### [What to produce]
Return the data verbatim, beginning at its first line and stopping after the line that contains "121), (38, 136)]".

Labeled shape data:
##########

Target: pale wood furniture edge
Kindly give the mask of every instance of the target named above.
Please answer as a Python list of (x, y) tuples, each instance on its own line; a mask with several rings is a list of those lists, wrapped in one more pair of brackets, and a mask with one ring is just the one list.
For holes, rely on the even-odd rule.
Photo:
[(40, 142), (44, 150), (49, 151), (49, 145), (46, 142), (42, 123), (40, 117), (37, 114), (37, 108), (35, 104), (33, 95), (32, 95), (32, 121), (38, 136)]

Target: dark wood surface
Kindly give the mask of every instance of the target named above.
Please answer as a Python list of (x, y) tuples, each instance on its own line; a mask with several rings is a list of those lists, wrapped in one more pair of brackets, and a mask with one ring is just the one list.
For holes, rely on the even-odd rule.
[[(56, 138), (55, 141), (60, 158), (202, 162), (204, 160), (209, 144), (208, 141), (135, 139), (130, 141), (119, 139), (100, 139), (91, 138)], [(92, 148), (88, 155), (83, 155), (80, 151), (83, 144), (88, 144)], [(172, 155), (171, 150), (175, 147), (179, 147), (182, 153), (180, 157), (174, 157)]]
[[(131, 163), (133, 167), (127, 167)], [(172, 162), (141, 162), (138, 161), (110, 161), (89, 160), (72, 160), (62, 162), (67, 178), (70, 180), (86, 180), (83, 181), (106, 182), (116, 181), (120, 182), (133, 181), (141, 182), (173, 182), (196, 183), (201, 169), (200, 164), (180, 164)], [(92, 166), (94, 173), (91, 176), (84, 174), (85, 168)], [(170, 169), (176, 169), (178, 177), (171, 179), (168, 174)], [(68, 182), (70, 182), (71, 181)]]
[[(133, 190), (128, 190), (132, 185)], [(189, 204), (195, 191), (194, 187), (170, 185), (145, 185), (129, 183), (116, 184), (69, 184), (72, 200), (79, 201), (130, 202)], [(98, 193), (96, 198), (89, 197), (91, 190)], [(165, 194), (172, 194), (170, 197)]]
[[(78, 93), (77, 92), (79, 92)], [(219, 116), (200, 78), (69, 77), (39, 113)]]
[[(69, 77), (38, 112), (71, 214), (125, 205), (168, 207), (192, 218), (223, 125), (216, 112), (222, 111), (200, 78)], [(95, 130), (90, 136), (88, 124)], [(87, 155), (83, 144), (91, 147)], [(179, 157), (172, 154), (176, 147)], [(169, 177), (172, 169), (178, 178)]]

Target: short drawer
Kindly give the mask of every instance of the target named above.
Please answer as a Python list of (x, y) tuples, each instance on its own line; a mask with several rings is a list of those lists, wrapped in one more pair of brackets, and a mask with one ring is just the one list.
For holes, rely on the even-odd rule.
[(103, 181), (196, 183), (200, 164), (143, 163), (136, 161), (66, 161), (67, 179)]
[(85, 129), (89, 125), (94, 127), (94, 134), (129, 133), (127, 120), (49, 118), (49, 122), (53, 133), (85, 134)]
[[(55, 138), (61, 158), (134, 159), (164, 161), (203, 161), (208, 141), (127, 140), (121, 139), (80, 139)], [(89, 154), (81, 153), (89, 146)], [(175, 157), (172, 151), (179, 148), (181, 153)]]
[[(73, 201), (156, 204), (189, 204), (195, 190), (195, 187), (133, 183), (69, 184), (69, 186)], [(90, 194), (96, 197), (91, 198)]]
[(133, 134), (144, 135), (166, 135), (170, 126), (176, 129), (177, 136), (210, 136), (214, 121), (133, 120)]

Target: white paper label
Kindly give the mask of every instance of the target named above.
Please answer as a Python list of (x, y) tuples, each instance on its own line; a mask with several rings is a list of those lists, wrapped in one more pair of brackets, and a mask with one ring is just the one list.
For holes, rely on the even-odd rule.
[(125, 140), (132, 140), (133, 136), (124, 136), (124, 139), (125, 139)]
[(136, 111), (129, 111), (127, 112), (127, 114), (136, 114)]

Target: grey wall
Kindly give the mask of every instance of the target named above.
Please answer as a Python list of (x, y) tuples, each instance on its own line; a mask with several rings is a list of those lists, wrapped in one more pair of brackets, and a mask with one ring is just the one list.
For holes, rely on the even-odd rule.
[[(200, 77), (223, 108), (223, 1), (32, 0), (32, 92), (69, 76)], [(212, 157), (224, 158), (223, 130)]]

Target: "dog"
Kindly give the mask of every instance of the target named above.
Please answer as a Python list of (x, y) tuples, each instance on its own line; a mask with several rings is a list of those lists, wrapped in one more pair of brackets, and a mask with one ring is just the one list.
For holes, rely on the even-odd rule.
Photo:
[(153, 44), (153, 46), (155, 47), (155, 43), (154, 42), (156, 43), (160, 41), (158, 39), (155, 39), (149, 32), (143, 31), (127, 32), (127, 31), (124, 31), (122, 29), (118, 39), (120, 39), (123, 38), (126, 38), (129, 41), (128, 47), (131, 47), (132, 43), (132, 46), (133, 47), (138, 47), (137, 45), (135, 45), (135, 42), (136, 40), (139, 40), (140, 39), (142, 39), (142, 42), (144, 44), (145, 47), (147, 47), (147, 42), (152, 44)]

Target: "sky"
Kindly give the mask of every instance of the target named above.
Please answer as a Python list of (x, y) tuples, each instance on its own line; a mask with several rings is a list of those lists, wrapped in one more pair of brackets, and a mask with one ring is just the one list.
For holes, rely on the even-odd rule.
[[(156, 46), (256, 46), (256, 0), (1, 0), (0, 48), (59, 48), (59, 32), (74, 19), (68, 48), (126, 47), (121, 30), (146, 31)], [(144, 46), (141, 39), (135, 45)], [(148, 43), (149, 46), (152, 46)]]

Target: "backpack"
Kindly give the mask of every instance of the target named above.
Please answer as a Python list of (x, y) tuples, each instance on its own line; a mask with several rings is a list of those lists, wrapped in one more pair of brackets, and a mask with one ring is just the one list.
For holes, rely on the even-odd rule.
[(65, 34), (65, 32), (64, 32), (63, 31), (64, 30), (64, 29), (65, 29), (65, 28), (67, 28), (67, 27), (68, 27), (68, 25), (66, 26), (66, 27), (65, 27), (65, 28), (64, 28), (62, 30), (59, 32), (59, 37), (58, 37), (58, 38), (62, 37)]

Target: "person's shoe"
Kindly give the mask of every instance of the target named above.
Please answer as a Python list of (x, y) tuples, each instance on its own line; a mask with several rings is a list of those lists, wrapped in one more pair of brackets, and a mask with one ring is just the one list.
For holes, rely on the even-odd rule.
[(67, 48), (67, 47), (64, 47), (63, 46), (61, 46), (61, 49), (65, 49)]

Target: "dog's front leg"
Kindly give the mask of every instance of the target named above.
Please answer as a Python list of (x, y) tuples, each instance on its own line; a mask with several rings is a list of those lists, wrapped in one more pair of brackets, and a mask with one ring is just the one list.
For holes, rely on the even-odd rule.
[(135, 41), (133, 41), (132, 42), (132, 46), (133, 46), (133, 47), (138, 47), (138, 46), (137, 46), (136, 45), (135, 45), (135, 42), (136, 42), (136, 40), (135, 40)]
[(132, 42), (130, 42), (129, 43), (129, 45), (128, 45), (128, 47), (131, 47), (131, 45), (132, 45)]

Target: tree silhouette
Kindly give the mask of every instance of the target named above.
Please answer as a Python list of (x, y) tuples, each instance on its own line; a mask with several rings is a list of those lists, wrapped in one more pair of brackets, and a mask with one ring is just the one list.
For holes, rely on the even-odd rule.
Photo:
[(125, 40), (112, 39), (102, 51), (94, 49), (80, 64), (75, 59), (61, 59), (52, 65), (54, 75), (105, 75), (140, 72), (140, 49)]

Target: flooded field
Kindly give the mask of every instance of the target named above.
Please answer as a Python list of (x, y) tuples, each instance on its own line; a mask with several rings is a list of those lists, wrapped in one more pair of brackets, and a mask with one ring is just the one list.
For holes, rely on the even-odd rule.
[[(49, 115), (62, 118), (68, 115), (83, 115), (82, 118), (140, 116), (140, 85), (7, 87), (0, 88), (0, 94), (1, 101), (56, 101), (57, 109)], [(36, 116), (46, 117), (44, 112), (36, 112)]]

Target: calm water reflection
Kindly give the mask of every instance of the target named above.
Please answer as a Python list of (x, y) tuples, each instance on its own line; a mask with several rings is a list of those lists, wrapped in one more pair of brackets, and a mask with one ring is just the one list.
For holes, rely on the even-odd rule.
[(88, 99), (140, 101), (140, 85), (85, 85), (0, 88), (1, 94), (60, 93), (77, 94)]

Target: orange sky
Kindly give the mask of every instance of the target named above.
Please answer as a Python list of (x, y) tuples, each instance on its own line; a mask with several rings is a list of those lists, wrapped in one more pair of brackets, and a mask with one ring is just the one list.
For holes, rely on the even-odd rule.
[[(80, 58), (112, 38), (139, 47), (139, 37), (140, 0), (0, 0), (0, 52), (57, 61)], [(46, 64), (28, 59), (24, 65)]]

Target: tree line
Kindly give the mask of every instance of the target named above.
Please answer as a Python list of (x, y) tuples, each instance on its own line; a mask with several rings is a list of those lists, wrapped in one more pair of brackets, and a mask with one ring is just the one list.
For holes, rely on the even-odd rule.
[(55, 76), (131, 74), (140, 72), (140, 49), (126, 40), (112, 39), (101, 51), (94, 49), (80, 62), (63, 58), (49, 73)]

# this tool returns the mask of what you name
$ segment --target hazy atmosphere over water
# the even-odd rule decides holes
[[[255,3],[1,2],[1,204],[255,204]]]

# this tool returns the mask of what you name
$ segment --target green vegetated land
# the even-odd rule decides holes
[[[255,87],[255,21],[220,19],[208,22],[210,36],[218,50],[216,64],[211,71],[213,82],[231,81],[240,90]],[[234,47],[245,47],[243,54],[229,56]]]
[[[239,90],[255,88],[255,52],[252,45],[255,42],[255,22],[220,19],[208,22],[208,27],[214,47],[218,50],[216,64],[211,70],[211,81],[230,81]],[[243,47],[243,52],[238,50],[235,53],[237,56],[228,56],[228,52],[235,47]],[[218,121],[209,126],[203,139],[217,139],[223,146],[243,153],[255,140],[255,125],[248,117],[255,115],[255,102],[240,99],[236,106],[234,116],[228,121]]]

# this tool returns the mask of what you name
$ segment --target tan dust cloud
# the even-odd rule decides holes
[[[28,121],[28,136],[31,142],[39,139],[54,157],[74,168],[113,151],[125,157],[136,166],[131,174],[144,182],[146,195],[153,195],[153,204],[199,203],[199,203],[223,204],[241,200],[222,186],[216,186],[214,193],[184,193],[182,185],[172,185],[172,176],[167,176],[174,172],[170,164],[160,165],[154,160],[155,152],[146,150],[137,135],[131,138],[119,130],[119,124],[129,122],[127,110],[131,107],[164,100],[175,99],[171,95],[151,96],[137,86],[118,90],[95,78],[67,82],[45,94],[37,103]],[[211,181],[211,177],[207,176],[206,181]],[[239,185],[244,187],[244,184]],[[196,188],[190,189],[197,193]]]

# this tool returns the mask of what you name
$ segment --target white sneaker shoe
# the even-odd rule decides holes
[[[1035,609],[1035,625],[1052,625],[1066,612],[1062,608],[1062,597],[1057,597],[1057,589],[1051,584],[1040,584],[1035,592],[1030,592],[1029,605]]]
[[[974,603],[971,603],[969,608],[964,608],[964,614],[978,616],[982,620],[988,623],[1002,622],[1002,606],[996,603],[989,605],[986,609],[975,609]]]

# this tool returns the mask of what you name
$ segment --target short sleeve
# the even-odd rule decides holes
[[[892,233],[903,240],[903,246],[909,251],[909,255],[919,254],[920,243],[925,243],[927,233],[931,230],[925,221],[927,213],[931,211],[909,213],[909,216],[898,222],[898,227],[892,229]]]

##########

### [Solution for this problem]
Target: pale wood furniture edge
Kindly give the mask of every instance of the target named above.
Please answer as a Python list of (x, y) tuples, each instance on its own line; a mask with several rings is a list of those lists, wrapped in one more pair of brackets, and a mask with one ring is just the one list.
For holes, rely on the even-odd rule.
Photo:
[(40, 142), (44, 150), (49, 151), (49, 145), (46, 142), (42, 123), (40, 117), (37, 114), (37, 108), (35, 104), (33, 95), (32, 95), (32, 121), (38, 136)]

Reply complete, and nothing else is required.